Short problem: Reproduce every one of the items below word for word, leaving out the pictures.

Provided records:
━━━━━━━━━━
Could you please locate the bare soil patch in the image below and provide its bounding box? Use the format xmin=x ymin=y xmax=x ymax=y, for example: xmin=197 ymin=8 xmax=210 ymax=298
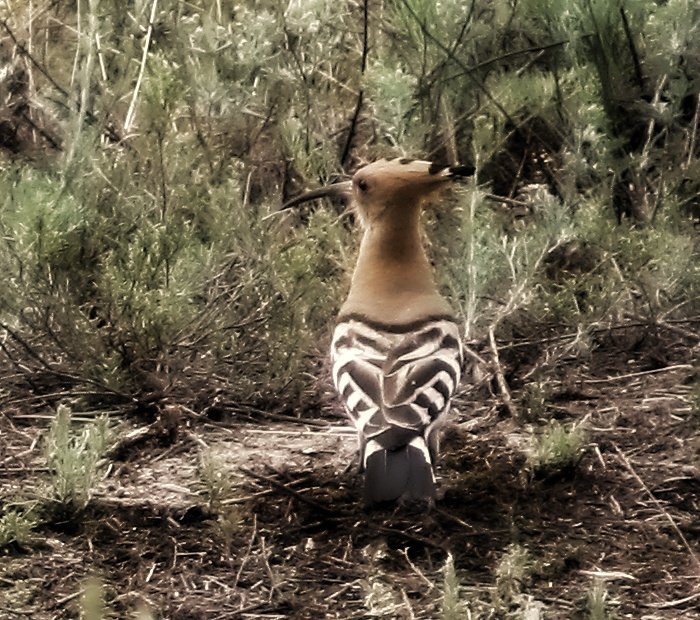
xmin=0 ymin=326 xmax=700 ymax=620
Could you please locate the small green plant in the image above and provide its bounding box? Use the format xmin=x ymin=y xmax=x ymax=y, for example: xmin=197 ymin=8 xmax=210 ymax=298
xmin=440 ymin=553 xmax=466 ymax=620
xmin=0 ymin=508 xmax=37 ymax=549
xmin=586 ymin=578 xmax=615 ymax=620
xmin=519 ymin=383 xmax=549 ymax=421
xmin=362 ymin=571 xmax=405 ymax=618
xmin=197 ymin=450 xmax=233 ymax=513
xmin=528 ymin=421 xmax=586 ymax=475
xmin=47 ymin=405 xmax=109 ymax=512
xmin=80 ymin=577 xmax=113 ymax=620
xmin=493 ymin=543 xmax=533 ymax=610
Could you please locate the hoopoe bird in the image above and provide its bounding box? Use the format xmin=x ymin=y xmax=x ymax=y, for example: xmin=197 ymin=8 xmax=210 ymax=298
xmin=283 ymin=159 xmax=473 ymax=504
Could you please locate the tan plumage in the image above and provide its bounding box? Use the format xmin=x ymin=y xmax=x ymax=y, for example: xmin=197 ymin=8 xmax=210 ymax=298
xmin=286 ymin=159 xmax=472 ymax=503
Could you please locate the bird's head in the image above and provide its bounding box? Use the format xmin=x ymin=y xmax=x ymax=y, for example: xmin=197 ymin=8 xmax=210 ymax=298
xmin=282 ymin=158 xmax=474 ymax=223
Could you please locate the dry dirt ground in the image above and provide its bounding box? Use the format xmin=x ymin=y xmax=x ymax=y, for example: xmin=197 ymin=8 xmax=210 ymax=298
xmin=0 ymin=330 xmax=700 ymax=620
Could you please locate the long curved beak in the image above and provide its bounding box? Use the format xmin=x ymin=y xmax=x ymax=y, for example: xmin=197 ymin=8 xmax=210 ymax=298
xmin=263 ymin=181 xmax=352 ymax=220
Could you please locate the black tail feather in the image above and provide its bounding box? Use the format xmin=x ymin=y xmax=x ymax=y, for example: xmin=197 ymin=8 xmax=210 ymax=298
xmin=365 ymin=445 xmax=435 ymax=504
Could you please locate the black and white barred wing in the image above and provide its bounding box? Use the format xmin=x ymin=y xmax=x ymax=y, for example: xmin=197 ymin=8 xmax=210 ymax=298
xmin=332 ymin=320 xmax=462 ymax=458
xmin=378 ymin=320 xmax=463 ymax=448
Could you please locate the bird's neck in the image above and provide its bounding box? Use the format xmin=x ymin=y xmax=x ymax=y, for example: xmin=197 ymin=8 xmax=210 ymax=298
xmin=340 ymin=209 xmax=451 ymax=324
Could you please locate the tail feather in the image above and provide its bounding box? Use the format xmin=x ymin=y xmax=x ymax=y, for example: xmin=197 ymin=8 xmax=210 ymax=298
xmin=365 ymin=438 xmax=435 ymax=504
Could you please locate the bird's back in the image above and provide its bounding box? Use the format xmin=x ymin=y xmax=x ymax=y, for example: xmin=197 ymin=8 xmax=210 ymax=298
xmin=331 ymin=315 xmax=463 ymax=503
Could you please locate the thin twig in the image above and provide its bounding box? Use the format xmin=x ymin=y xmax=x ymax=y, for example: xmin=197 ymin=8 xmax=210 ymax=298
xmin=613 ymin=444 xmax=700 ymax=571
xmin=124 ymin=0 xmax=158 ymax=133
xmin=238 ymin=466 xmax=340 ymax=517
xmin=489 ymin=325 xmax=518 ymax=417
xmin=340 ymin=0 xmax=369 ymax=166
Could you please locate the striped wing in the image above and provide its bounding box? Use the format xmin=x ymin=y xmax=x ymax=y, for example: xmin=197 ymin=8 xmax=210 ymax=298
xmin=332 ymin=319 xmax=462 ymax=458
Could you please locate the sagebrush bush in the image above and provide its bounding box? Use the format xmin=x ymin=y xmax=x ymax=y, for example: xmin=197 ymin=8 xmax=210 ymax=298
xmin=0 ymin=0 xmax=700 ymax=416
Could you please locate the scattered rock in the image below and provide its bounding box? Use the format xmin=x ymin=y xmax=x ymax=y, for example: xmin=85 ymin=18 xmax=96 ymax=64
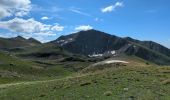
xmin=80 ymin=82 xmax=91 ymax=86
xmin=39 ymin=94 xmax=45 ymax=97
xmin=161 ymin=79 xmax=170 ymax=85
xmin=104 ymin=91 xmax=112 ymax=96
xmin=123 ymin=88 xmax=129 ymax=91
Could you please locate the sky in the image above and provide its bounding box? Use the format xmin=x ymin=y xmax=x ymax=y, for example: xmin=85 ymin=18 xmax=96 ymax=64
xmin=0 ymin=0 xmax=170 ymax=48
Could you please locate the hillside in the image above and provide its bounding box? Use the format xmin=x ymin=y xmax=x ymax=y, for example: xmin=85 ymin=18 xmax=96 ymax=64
━━━━━━━━━━
Output below:
Could you please locate the bare soil patch in the image below and provide its bounding box? Use the format xmin=x ymin=y xmax=x ymax=y, for example: xmin=197 ymin=8 xmax=210 ymax=298
xmin=0 ymin=326 xmax=700 ymax=620
Could you please locate the small green plant in the image above and provide its bounding box? Use the format xmin=x ymin=y xmax=x ymax=y, for example: xmin=197 ymin=8 xmax=210 ymax=298
xmin=440 ymin=553 xmax=466 ymax=620
xmin=0 ymin=508 xmax=37 ymax=549
xmin=586 ymin=578 xmax=615 ymax=620
xmin=519 ymin=383 xmax=549 ymax=421
xmin=362 ymin=571 xmax=405 ymax=618
xmin=197 ymin=450 xmax=233 ymax=513
xmin=528 ymin=421 xmax=586 ymax=475
xmin=47 ymin=405 xmax=109 ymax=512
xmin=80 ymin=577 xmax=113 ymax=620
xmin=493 ymin=543 xmax=533 ymax=610
Could you please locate the hoopoe bird in the image above and provide its bounding box? Use the format xmin=x ymin=y xmax=x ymax=y, for example: xmin=197 ymin=8 xmax=210 ymax=298
xmin=283 ymin=159 xmax=473 ymax=504
Could you please locate the tan plumage in the image above and provide its bounding box? Use the format xmin=x ymin=y xmax=x ymax=y, for example: xmin=197 ymin=8 xmax=210 ymax=298
xmin=286 ymin=159 xmax=472 ymax=503
Could you please locate the bird's head in the image above and provide its bounding box? Use the format xmin=x ymin=y xmax=x ymax=y, for example: xmin=197 ymin=8 xmax=210 ymax=298
xmin=282 ymin=158 xmax=474 ymax=223
Could you please locate the dry dirt ground in the image above and provide its bounding box? Use the format xmin=x ymin=y xmax=x ymax=y, for example: xmin=197 ymin=8 xmax=210 ymax=298
xmin=0 ymin=330 xmax=700 ymax=620
Could you please locate the long curved beak in the image above and provide its bounding box? Use the format xmin=x ymin=y xmax=x ymax=y, for example: xmin=197 ymin=8 xmax=210 ymax=298
xmin=263 ymin=181 xmax=352 ymax=220
Could you please locate the black tail feather in the image above and provide its bounding box? Use the format xmin=x ymin=y xmax=x ymax=y, for example: xmin=197 ymin=8 xmax=210 ymax=298
xmin=365 ymin=445 xmax=435 ymax=504
Could you please locate the black and white barred wing in the image above and provide its bounding box? Use the format xmin=x ymin=y xmax=x ymax=y, for example: xmin=197 ymin=8 xmax=210 ymax=298
xmin=332 ymin=320 xmax=462 ymax=458
xmin=378 ymin=320 xmax=463 ymax=448
Could you please locate the bird's neck in the image above and provide its bounding box? Use the format xmin=x ymin=y xmax=x ymax=y, for example: xmin=197 ymin=8 xmax=210 ymax=298
xmin=340 ymin=209 xmax=451 ymax=324
Could you please locate the tail feather in the image above and provide its bounding box? Use the format xmin=x ymin=y xmax=x ymax=y, for example: xmin=197 ymin=8 xmax=210 ymax=298
xmin=365 ymin=438 xmax=435 ymax=504
Could you please locate the bird's back in the image above and provide its bounding box? Use the format xmin=x ymin=y xmax=x ymax=y, for example: xmin=197 ymin=8 xmax=210 ymax=298
xmin=331 ymin=315 xmax=463 ymax=503
Could you please locate the thin twig in the image above and provide its bounding box? Use the format xmin=x ymin=y xmax=x ymax=y, for example: xmin=197 ymin=8 xmax=210 ymax=298
xmin=613 ymin=444 xmax=700 ymax=571
xmin=124 ymin=0 xmax=158 ymax=133
xmin=238 ymin=466 xmax=340 ymax=517
xmin=489 ymin=325 xmax=518 ymax=417
xmin=340 ymin=0 xmax=369 ymax=166
Could you please locate the striped wing in the image above and provide its bounding box? Use the format xmin=x ymin=y xmax=x ymax=y, for example: xmin=197 ymin=8 xmax=210 ymax=298
xmin=332 ymin=319 xmax=462 ymax=458
Could you please locate the sagebrush bush in the image above and provide its bounding box? Use the format xmin=x ymin=y xmax=x ymax=y, for example: xmin=197 ymin=8 xmax=210 ymax=298
xmin=0 ymin=0 xmax=700 ymax=416
Could you please locate the scattered rock in the image below and provide its bounding box? Use the format xmin=x ymin=y xmax=x ymax=y, for example: xmin=85 ymin=18 xmax=96 ymax=64
xmin=80 ymin=82 xmax=91 ymax=86
xmin=39 ymin=94 xmax=45 ymax=97
xmin=161 ymin=79 xmax=170 ymax=85
xmin=104 ymin=91 xmax=112 ymax=96
xmin=123 ymin=88 xmax=129 ymax=91
Could you please locate the sky in the image above and provide its bounding box? Use the format xmin=x ymin=y xmax=x ymax=y, for example: xmin=85 ymin=18 xmax=96 ymax=64
xmin=0 ymin=0 xmax=170 ymax=48
Could you please locate the hillside in the image above and provide its bounding box? Use the format xmin=x ymin=y xmax=x ymax=y, for example: xmin=85 ymin=18 xmax=96 ymax=64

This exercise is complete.